(Entries from a point annotation set)
========

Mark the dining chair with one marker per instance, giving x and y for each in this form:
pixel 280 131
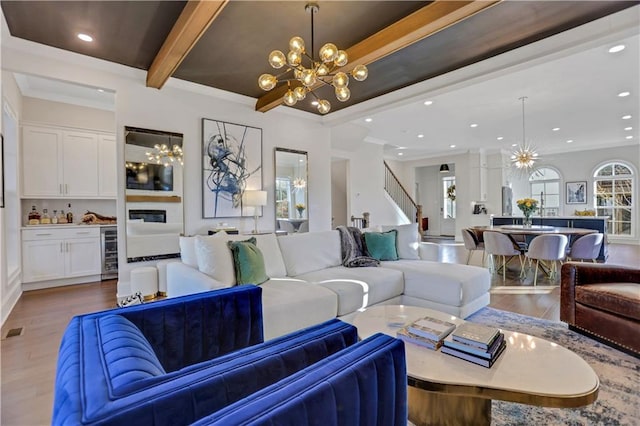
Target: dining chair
pixel 586 247
pixel 499 244
pixel 547 248
pixel 471 243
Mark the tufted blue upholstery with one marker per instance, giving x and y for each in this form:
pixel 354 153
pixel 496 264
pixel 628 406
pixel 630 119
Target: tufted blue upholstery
pixel 98 382
pixel 365 384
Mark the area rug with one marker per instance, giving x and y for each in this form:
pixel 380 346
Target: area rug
pixel 618 400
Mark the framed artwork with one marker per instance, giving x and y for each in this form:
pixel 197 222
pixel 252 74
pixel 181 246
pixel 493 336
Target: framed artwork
pixel 231 164
pixel 577 192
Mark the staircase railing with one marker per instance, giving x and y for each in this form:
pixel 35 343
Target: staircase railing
pixel 401 197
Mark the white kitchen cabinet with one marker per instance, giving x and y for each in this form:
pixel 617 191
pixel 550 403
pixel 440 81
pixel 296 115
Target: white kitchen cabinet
pixel 107 178
pixel 63 163
pixel 51 254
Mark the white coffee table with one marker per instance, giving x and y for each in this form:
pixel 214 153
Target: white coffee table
pixel 446 390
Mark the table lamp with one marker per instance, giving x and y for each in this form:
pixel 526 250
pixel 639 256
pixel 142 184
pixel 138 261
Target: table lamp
pixel 254 198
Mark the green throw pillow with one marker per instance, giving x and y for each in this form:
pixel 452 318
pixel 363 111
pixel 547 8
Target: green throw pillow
pixel 382 245
pixel 248 262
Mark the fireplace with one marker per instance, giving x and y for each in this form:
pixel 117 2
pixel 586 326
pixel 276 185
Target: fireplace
pixel 149 215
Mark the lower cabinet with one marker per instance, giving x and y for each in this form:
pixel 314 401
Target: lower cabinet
pixel 51 254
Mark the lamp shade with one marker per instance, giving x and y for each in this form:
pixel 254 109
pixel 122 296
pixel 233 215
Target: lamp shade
pixel 254 198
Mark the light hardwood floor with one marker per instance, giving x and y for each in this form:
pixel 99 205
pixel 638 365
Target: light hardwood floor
pixel 29 360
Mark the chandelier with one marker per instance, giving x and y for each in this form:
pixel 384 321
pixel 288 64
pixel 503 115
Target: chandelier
pixel 309 71
pixel 163 154
pixel 525 155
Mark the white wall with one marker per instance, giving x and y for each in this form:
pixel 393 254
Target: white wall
pixel 179 107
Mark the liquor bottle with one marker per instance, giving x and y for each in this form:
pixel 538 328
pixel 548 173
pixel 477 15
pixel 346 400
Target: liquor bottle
pixel 34 216
pixel 45 220
pixel 69 215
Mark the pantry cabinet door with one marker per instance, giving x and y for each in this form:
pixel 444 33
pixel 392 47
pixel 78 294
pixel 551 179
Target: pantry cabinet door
pixel 80 153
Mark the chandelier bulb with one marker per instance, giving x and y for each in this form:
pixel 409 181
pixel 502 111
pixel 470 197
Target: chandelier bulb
pixel 267 82
pixel 360 72
pixel 341 58
pixel 340 80
pixel 328 52
pixel 324 106
pixel 277 59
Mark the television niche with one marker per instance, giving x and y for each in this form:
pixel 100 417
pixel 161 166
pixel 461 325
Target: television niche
pixel 149 177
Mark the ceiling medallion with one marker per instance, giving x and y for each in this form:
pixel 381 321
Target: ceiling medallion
pixel 324 70
pixel 525 156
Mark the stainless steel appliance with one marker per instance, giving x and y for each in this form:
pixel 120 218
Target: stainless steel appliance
pixel 109 240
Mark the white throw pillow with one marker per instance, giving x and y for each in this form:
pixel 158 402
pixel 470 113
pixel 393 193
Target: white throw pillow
pixel 407 241
pixel 188 251
pixel 215 258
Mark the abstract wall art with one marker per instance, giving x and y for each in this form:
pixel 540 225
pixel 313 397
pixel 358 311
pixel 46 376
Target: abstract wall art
pixel 231 164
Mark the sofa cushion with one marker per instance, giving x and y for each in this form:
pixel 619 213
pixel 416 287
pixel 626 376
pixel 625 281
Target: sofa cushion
pixel 377 284
pixel 127 353
pixel 290 304
pixel 408 240
pixel 248 262
pixel 382 245
pixel 446 283
pixel 188 251
pixel 618 298
pixel 214 258
pixel 310 251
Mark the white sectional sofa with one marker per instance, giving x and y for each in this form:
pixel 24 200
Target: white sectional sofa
pixel 307 283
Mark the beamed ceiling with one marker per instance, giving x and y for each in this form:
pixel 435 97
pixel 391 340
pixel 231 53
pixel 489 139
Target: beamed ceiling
pixel 225 44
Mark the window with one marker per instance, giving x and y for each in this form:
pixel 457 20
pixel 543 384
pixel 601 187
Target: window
pixel 545 187
pixel 449 199
pixel 613 189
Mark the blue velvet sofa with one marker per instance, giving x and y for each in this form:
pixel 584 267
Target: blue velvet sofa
pixel 175 361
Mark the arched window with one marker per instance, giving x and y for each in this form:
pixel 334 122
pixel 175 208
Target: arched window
pixel 613 189
pixel 545 187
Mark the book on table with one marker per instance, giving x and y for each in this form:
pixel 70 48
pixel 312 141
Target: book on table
pixel 479 335
pixel 431 328
pixel 405 335
pixel 473 358
pixel 488 353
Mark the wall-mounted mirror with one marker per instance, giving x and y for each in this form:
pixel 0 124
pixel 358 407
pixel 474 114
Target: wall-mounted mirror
pixel 292 191
pixel 154 207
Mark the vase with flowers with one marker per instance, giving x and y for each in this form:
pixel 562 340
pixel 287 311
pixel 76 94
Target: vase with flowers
pixel 528 206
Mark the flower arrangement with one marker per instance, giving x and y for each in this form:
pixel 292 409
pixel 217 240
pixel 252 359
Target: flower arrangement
pixel 528 206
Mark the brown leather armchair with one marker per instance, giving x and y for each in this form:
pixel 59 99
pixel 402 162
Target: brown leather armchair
pixel 602 301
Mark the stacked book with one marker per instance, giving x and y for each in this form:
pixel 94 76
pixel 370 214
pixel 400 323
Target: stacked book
pixel 428 332
pixel 476 343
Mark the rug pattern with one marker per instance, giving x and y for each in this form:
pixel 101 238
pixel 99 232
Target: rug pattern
pixel 618 400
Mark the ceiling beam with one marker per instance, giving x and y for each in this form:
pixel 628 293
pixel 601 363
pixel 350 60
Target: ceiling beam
pixel 192 23
pixel 421 24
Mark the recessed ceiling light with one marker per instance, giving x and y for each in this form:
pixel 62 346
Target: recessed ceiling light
pixel 617 48
pixel 85 37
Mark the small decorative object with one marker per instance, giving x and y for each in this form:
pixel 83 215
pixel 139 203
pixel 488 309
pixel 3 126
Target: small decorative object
pixel 300 207
pixel 577 192
pixel 528 206
pixel 451 192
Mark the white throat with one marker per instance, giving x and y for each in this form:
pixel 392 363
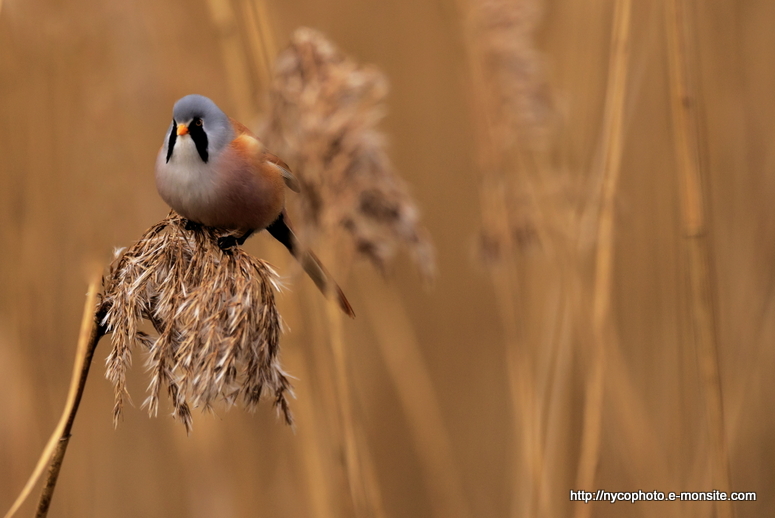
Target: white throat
pixel 186 180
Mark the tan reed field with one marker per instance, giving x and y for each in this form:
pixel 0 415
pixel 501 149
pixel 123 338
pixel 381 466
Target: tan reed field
pixel 552 218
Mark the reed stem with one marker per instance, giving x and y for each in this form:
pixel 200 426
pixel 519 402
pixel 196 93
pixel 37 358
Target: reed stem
pixel 90 334
pixel 602 329
pixel 702 291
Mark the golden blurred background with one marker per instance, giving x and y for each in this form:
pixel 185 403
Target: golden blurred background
pixel 594 177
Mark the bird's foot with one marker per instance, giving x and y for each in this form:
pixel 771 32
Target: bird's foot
pixel 227 242
pixel 192 225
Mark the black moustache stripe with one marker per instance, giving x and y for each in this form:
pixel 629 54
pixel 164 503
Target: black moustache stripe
pixel 173 137
pixel 197 132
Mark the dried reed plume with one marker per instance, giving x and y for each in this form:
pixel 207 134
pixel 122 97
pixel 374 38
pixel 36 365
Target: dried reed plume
pixel 323 116
pixel 215 314
pixel 513 116
pixel 511 68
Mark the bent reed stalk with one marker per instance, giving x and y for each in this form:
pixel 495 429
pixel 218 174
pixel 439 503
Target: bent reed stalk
pixel 90 334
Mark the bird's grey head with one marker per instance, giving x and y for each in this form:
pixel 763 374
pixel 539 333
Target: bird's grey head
pixel 207 125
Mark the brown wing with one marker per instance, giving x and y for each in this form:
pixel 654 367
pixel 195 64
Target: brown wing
pixel 290 181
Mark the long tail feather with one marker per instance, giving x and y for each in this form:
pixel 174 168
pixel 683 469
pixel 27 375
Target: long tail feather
pixel 309 261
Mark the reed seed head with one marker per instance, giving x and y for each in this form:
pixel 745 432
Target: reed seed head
pixel 215 314
pixel 323 117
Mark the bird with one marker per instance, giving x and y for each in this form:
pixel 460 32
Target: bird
pixel 214 171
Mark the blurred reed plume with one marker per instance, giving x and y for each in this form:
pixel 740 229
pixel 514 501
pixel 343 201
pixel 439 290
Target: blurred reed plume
pixel 215 314
pixel 513 116
pixel 324 109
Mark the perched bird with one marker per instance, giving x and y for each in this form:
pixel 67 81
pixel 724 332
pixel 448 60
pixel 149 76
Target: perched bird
pixel 213 171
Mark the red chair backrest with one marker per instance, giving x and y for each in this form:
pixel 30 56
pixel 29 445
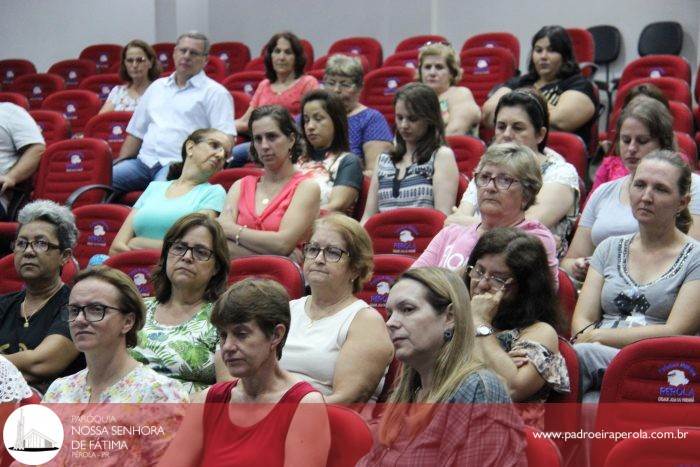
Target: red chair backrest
pixel 104 55
pixel 73 71
pixel 37 86
pixel 77 105
pixel 404 231
pixel 70 164
pixel 234 54
pixel 367 46
pixel 97 224
pixel 381 86
pixel 495 39
pixel 387 268
pixel 13 68
pixel 468 151
pixel 485 67
pixel 101 84
pixel 414 43
pixel 138 265
pixel 278 268
pixel 54 125
pixel 110 127
pixel 15 98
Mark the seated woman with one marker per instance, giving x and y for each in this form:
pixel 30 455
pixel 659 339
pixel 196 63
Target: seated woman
pixel 522 117
pixel 266 416
pixel 554 72
pixel 325 131
pixel 410 174
pixel 515 308
pixel 34 335
pixel 507 179
pixel 447 408
pixel 177 339
pixel 643 127
pixel 104 312
pixel 139 68
pixel 187 190
pixel 336 342
pixel 271 213
pixel 438 67
pixel 368 131
pixel 643 284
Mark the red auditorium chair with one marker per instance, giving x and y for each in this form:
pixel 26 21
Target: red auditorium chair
pixel 97 224
pixel 367 46
pixel 278 268
pixel 244 81
pixel 660 447
pixel 77 105
pixel 351 438
pixel 414 43
pixel 387 267
pixel 15 98
pixel 13 68
pixel 54 125
pixel 485 67
pixel 101 84
pixel 234 54
pixel 405 231
pixel 380 87
pixel 649 375
pixel 73 71
pixel 468 151
pixel 138 265
pixel 110 127
pixel 37 86
pixel 164 54
pixel 104 55
pixel 227 177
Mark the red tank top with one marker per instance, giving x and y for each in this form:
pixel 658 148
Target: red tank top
pixel 261 444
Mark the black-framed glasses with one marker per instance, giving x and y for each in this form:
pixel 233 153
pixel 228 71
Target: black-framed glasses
pixel 500 181
pixel 478 274
pixel 332 254
pixel 39 246
pixel 199 252
pixel 93 312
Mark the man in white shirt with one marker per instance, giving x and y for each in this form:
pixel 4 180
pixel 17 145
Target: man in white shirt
pixel 168 112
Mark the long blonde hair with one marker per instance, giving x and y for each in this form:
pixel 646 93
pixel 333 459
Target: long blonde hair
pixel 455 361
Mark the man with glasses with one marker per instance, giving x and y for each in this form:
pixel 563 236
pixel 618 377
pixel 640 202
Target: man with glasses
pixel 172 108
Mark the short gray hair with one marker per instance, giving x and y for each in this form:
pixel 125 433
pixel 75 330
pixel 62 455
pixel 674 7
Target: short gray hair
pixel 59 216
pixel 197 36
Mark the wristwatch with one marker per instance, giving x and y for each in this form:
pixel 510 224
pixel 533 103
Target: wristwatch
pixel 484 330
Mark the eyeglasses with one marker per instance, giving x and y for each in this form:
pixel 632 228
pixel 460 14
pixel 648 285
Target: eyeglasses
pixel 93 312
pixel 39 246
pixel 332 254
pixel 199 252
pixel 496 282
pixel 501 181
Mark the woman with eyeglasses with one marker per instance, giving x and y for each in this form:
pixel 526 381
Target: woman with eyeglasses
pixel 507 180
pixel 186 190
pixel 438 67
pixel 104 313
pixel 337 342
pixel 139 68
pixel 420 171
pixel 34 335
pixel 177 339
pixel 515 308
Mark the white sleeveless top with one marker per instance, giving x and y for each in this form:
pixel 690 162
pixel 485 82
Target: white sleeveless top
pixel 312 347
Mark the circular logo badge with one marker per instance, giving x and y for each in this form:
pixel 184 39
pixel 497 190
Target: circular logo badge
pixel 33 434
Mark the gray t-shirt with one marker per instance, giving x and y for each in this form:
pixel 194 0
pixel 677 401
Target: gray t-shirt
pixel 606 216
pixel 626 303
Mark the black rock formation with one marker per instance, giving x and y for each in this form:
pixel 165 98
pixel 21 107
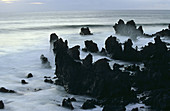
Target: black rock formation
pixel 90 46
pixel 113 87
pixel 67 103
pixel 4 90
pixel 45 62
pixel 1 105
pixel 29 75
pixel 85 31
pixel 128 29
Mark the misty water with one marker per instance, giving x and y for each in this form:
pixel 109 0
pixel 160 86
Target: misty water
pixel 25 36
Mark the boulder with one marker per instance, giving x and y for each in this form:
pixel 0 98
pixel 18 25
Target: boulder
pixel 91 46
pixel 88 105
pixel 4 90
pixel 85 31
pixel 24 82
pixel 128 29
pixel 53 37
pixel 74 52
pixel 67 104
pixel 45 62
pixel 29 75
pixel 1 105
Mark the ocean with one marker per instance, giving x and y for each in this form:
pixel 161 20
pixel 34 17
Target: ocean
pixel 25 36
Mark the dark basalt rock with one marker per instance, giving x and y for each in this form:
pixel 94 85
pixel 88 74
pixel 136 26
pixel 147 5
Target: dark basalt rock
pixel 113 47
pixel 48 81
pixel 128 29
pixel 88 105
pixel 74 52
pixel 113 108
pixel 29 75
pixel 114 86
pixel 2 105
pixel 4 90
pixel 85 31
pixel 24 82
pixel 91 46
pixel 45 62
pixel 67 104
pixel 53 37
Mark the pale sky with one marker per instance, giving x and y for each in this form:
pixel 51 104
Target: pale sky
pixel 54 5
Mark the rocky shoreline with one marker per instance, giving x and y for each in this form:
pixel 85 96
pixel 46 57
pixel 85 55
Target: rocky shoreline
pixel 113 87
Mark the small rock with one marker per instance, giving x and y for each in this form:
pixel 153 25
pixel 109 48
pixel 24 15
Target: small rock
pixel 88 105
pixel 73 99
pixel 67 103
pixel 29 75
pixel 48 81
pixel 4 90
pixel 135 109
pixel 24 82
pixel 1 105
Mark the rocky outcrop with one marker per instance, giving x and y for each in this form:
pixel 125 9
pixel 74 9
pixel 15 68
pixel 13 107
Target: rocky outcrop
pixel 4 90
pixel 113 87
pixel 67 103
pixel 90 46
pixel 45 62
pixel 85 31
pixel 128 29
pixel 2 105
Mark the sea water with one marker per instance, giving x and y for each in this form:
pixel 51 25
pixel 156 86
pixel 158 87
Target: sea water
pixel 25 36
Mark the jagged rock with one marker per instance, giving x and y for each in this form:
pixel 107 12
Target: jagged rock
pixel 4 90
pixel 88 105
pixel 24 82
pixel 48 81
pixel 45 62
pixel 113 47
pixel 29 75
pixel 87 62
pixel 74 52
pixel 1 105
pixel 73 99
pixel 53 37
pixel 135 109
pixel 91 46
pixel 113 108
pixel 85 31
pixel 67 103
pixel 128 29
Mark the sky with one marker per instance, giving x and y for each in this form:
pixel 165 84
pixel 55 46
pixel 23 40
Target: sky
pixel 66 5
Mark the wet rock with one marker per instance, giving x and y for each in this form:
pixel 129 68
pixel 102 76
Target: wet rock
pixel 128 29
pixel 113 47
pixel 85 31
pixel 24 82
pixel 73 99
pixel 4 90
pixel 113 108
pixel 29 75
pixel 48 81
pixel 67 103
pixel 135 109
pixel 91 46
pixel 88 105
pixel 53 37
pixel 74 52
pixel 87 62
pixel 2 105
pixel 45 62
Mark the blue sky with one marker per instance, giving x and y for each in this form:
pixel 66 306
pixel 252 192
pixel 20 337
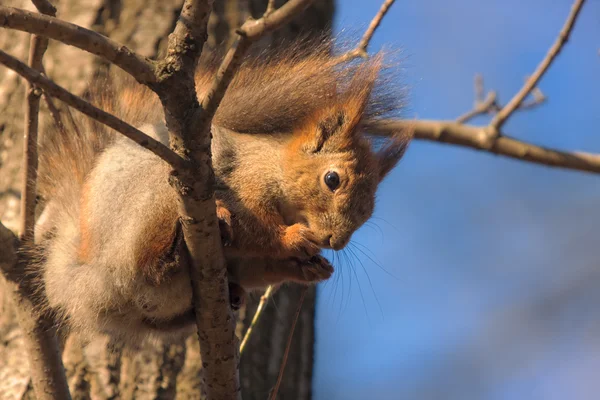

========

• GIVEN PROBLEM: Rename "ceiling beam" to "roof beam" in the lines between the one containing "Mark the ceiling beam" and the one containing "pixel 421 24", inclusive, and return only those lines with nothing else changed.

• RESPONSE TO THIS TASK:
Mark the roof beam with one marker per instance, giving x and y for each in this form:
pixel 628 293
pixel 601 363
pixel 350 60
Target: roof beam
pixel 192 23
pixel 421 24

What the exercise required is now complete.